Segment Start: Passage to read

Scaling Up the Vibe Checks
If you want to have AI systems in production, you really do have to look at the data produced: the chatbot transcripts, the structured outputs of your unstructured data analysis, the long, arcane logs your low-code system produces. Your subject matter expert needs to be involved in this. One place where vibe-coding really shines is making custom web app UIs to make your logs and traces comprehensible, both to the AI engineer and the domain expert. Here you will see your use case-specific failure modes emerging, from the common and expected ("Urght, that prompt is not doing the trick") to the weird and the wonderful ("Where did you get that spelling?", "Why would you lie about this? I trust you and believe in you, and I told my boss you were the best model"). Failure mode patterns emerge and can be categorised. Sometimes some pedantic structure checks are all you need. Sometimes LLM 2 needs to rat out LLM 1's hallucinations. Your RAG system might confidently cite a source that says the opposite of what you asked. Groundedness needs to be checked and verified, and similarity score thresholds need to be tweaked*.
Manual review gets you the insights. But it doesn't scale. Eventually an evaluation harness, i.e. the infrastructure that runs LLM evaluations end-to-end, will need to be built and productionised. You'll want to check if future or cheaper models are performing better and should be swapped in. Your beloved foundation model can secretly get quantised** with a drop in quality for your use case. You need to have concrete checks in place to get as close as possible to a relevant and objective assessment of AI system performance. As Shreya Shankar (UC Berkeley) puts it in their seminal paper, "scaling up your vibe checks" (Shankar et al., "Who Validates the Validators?", UIST 2024).
What This Means For You
Building reliable AI in healthcare requires a rare combination of skills: you need engineers who can wrangle LLMs, RAG systems, and evaluation harnesses, but you also need clinicians who know that digoxin will kill your patient before it lowers their blood pressure. Without domain expertise baked into your evaluation pipeline, you're not just missing edge cases, you're missing the cases that matter most. An evaluation harness is only as good as the knowledge feeding it, and in healthcare, you don't know what you don't know until a pharmacist reads your model's output and goes pale.

Segment End: Passage to read
Segment Start: Provided data

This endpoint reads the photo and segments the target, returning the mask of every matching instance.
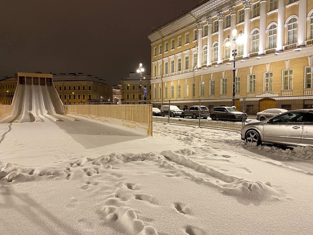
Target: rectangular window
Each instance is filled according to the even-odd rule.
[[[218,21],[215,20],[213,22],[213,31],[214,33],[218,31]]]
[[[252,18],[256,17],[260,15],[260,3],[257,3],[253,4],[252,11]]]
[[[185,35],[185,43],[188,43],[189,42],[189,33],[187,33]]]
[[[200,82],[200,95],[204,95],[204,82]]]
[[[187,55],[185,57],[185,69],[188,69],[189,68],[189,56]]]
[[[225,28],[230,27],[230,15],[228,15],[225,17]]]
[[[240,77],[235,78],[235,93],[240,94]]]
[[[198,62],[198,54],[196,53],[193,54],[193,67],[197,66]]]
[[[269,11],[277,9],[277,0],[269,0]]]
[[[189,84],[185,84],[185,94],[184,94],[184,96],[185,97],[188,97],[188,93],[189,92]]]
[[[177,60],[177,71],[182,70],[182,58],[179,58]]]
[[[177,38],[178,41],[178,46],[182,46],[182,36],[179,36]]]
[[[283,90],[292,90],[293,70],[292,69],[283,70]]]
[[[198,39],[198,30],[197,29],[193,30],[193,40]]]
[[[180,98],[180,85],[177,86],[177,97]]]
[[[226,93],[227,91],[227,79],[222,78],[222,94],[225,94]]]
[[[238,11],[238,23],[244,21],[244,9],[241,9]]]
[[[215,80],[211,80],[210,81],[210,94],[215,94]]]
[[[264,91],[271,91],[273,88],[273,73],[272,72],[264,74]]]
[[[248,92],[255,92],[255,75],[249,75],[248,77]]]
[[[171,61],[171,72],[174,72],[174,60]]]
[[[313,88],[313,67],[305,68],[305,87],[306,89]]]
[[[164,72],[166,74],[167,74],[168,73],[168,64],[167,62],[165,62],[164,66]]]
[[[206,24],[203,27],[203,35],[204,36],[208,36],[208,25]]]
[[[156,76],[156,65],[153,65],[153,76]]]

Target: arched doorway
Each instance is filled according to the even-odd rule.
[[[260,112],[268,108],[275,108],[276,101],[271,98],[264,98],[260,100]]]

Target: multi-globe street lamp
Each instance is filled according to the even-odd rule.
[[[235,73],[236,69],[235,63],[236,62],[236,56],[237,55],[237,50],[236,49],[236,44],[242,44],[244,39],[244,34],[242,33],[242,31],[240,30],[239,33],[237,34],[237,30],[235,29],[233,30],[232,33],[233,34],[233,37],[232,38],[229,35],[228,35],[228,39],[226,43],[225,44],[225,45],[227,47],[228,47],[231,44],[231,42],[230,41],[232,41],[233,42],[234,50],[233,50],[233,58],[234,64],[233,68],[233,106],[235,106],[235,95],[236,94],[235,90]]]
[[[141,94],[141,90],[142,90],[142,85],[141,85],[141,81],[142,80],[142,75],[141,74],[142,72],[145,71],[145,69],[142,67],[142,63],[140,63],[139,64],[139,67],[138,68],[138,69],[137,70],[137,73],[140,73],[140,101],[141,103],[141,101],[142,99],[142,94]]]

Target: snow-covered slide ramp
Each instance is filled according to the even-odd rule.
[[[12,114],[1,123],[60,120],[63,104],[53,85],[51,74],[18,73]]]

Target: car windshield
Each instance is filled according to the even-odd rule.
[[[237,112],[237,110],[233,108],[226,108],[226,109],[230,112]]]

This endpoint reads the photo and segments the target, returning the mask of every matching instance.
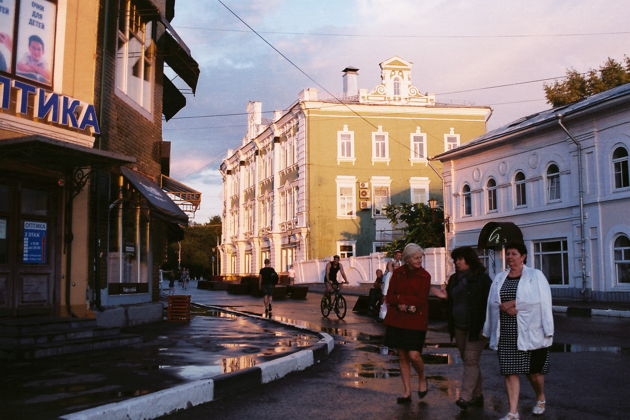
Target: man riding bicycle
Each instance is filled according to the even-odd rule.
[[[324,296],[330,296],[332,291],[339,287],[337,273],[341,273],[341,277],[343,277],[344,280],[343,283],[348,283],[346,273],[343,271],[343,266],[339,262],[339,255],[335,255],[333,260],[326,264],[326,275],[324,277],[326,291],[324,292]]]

Segment End: Provided data

Tasks to complete →
A – In the passage on evaluating AI systems, what is an evaluation harness?
B – Carry on the passage on evaluating AI systems, picking up after its final sentence.
Nothing in the listing is needed here.

Responses to the exercise →
A – It is the infrastructure that runs LLM evaluations end-to-end.

B –
The cost of getting this wrong isn't a bad product recommendation or a clunky chatbot experience. It's a regulatory breach, a loss of patient trust, or a clinical decision made on confidently wrong information. Investing in a proper evaluation framework — one that combines subject matter expertise with systematic AI testing — is the cheapest insurance you can buy. We've spent the last year building exactly this: healthcare-specific evaluation systems that catch the failures before your patients do. If you're deploying AI in a clinical or health data context, Wimmy would love to show you how evaluation frameworks that span both health and AI domain expertise are crucial to success.
* Retrieval augmented generation systems work by computing the mathematical simalarity of languege model embeddings (the first layers of a language model) with a those of a query (the question to which you seek the answer). This can be mathematically calculated and is the "similarity" (usually cosine similarity). But this number does not necessarily translate into retrieved data that actually answer the question, if it did that, it would be called "grounded" -- something that's much more difficult to check and prove than the mathematical cosine similarity.
** This is when the floating point precision of models is reduced, with the aim of reducing memory requirements and associated costs, while retaining model intelligence. The model intelligence does, however, sometimes suffer the consequences of the loss in precision.